__Given request__. Transcribe the entries that follow exactly as they appear, minus pictures.
── Available records ──
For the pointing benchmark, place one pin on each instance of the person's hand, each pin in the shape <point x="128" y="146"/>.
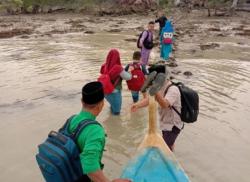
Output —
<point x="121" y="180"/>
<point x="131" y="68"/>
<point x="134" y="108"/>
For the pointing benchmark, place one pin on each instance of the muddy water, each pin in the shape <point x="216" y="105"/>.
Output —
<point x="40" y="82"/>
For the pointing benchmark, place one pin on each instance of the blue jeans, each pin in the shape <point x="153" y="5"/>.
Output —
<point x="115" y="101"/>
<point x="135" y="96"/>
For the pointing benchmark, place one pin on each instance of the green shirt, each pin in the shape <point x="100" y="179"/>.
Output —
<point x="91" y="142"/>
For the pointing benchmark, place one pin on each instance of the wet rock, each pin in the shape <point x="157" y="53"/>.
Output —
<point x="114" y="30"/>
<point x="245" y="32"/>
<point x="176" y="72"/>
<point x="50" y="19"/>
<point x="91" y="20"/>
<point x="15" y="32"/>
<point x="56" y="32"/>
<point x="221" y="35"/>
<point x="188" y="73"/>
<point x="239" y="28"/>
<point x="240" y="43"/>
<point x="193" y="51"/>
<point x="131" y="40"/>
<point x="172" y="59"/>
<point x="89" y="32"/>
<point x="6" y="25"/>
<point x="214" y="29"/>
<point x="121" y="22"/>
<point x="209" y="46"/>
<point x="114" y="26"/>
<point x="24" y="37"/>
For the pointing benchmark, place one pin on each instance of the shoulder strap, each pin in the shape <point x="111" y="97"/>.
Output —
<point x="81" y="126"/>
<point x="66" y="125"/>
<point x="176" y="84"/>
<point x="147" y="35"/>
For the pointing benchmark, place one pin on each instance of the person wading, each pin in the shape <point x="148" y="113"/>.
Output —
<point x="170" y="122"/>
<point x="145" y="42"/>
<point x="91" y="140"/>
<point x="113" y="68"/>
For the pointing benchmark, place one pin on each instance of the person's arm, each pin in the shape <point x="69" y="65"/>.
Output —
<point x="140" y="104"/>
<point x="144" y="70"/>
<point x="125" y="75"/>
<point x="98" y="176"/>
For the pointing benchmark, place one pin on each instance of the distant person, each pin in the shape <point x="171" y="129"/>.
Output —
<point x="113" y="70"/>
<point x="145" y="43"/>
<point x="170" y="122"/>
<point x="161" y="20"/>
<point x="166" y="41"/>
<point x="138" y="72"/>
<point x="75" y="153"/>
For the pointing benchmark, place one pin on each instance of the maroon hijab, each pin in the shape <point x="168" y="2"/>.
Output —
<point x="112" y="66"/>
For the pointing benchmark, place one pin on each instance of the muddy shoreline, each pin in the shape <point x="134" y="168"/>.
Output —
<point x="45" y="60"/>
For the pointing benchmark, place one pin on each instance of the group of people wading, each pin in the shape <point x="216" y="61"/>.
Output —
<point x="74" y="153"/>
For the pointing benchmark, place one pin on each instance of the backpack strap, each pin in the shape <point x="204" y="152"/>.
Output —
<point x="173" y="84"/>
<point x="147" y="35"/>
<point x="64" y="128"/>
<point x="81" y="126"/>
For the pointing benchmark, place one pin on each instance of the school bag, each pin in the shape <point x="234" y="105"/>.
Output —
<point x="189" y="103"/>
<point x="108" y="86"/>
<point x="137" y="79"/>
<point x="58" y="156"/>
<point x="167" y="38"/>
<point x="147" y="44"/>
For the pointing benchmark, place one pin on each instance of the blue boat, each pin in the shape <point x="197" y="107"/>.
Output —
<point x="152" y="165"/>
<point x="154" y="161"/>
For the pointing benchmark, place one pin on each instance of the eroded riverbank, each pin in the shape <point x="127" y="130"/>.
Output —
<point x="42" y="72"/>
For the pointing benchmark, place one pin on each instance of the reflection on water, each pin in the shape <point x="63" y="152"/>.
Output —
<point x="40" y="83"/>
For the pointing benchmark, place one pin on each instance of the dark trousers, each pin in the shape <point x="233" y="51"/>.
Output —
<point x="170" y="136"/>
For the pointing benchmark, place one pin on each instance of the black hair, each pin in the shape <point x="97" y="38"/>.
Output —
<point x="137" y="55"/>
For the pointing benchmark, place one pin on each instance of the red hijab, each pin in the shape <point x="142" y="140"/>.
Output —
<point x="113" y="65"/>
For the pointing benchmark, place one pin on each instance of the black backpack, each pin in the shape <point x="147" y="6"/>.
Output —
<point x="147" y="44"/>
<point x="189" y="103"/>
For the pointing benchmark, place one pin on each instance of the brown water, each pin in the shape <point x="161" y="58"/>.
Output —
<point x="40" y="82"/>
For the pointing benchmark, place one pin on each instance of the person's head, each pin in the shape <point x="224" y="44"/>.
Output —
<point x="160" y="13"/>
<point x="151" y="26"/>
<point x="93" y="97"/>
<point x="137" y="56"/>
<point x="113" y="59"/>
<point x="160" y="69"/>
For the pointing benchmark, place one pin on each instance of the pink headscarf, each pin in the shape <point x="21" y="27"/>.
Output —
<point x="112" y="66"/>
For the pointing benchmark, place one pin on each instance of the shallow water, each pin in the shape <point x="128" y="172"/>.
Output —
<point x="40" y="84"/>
───
__Output of the exercise__.
For the pointing benchmark, place one pin on each instance of the person's hand, each pin in the shape <point x="128" y="146"/>.
Output —
<point x="121" y="180"/>
<point x="131" y="68"/>
<point x="134" y="108"/>
For the pointing benchmark, place one pin on each instance of the muddy water, each pin in the shape <point x="216" y="105"/>.
Output —
<point x="40" y="82"/>
For the pointing benchmark, place one pin on each instance of the blue jeans, each pin in the shape <point x="153" y="5"/>.
Output —
<point x="115" y="101"/>
<point x="135" y="96"/>
For the pointing benchmark, place one pin on each instance of the green shirt, each pin in the shape <point x="100" y="179"/>.
Output —
<point x="91" y="142"/>
For the pointing benchmark, place one pin on each instance of the wet rock, each pin in the shape <point x="157" y="53"/>.
Output —
<point x="114" y="30"/>
<point x="245" y="32"/>
<point x="176" y="72"/>
<point x="50" y="19"/>
<point x="91" y="20"/>
<point x="15" y="32"/>
<point x="56" y="32"/>
<point x="221" y="35"/>
<point x="188" y="73"/>
<point x="239" y="28"/>
<point x="240" y="43"/>
<point x="193" y="51"/>
<point x="131" y="40"/>
<point x="172" y="59"/>
<point x="89" y="32"/>
<point x="6" y="25"/>
<point x="214" y="29"/>
<point x="121" y="22"/>
<point x="209" y="46"/>
<point x="114" y="26"/>
<point x="24" y="37"/>
For the pointing benchmark, place one pin on each instance of the shoulder strap, each pin in the shape <point x="111" y="97"/>.
Output —
<point x="81" y="126"/>
<point x="66" y="125"/>
<point x="176" y="84"/>
<point x="147" y="35"/>
For the pointing benchmark, place one pin on each instance of the person wading, each pin in the shape <point x="148" y="113"/>.
Output —
<point x="170" y="122"/>
<point x="145" y="42"/>
<point x="91" y="140"/>
<point x="113" y="68"/>
For the pointing benchmark, place one pin on each instance of the person's arm, each pin in the shape <point x="69" y="65"/>.
Output —
<point x="140" y="104"/>
<point x="144" y="70"/>
<point x="125" y="75"/>
<point x="98" y="176"/>
For the pointing benchmark, place one pin on each instance of the distant person, each pin in the shape <point x="171" y="129"/>.
Output —
<point x="113" y="70"/>
<point x="145" y="43"/>
<point x="170" y="122"/>
<point x="161" y="20"/>
<point x="166" y="41"/>
<point x="138" y="72"/>
<point x="75" y="153"/>
For the pointing benchmark, place one pin on each instance of the maroon hijab, each pin in the shape <point x="168" y="2"/>.
Output —
<point x="112" y="66"/>
For the pointing benchmark, place one pin on each instance of the muddy shoreline, each pin in the shape <point x="134" y="168"/>.
Output —
<point x="45" y="60"/>
For the pointing benchmark, place one pin on each instance of the group of people wading, each pin in the shape <point x="216" y="61"/>.
Output —
<point x="74" y="153"/>
For the pointing benchmark, place one pin on each instance of the backpack strap, each pin in the shape <point x="204" y="152"/>.
Output —
<point x="173" y="84"/>
<point x="147" y="35"/>
<point x="64" y="128"/>
<point x="81" y="126"/>
For the pointing benchmark, place one pin on each instance of the school bag, each pin in the shape <point x="234" y="105"/>.
Output —
<point x="189" y="103"/>
<point x="108" y="86"/>
<point x="137" y="79"/>
<point x="58" y="156"/>
<point x="167" y="38"/>
<point x="147" y="44"/>
For the pointing benchmark, place one pin on each instance of the blue boat, each pin in the shape <point x="197" y="107"/>.
Output —
<point x="152" y="165"/>
<point x="154" y="161"/>
For the pointing benchmark, place one pin on each instance of the eroded riverbank, each pin in the shape <point x="127" y="130"/>.
Output —
<point x="42" y="72"/>
For the pointing benchmark, place one pin on each instance of the reflection on water, each pin in the shape <point x="63" y="152"/>.
Output —
<point x="40" y="83"/>
For the pointing benchmark, place one pin on each instance of the dark trousers, each pin in the shape <point x="233" y="51"/>.
Output —
<point x="170" y="136"/>
For the pointing benchmark, place one pin on each instance of the black hair, each pin in the shape <point x="97" y="38"/>.
Output —
<point x="137" y="55"/>
For the pointing benchmark, place one pin on each instance of the red hijab, each pin in the shape <point x="142" y="140"/>.
Output —
<point x="113" y="65"/>
For the pointing benchmark, place one pin on each instance of the black backpack, each pin in the shape <point x="147" y="6"/>.
Output —
<point x="147" y="44"/>
<point x="189" y="103"/>
For the pointing benchmark, place one pin on each instance of the brown water, each pin in the shape <point x="161" y="58"/>.
Output —
<point x="40" y="82"/>
For the pointing benchmark, place one pin on each instance of the person's head, each pin in the shape <point x="224" y="44"/>.
Output —
<point x="160" y="13"/>
<point x="151" y="26"/>
<point x="93" y="97"/>
<point x="137" y="56"/>
<point x="113" y="59"/>
<point x="160" y="69"/>
For the pointing benchmark, place one pin on each instance of the pink headscarf, each pin in the shape <point x="21" y="27"/>.
Output —
<point x="112" y="66"/>
For the pointing benchmark, place one pin on each instance of the shallow water, each pin in the shape <point x="128" y="172"/>.
Output —
<point x="40" y="84"/>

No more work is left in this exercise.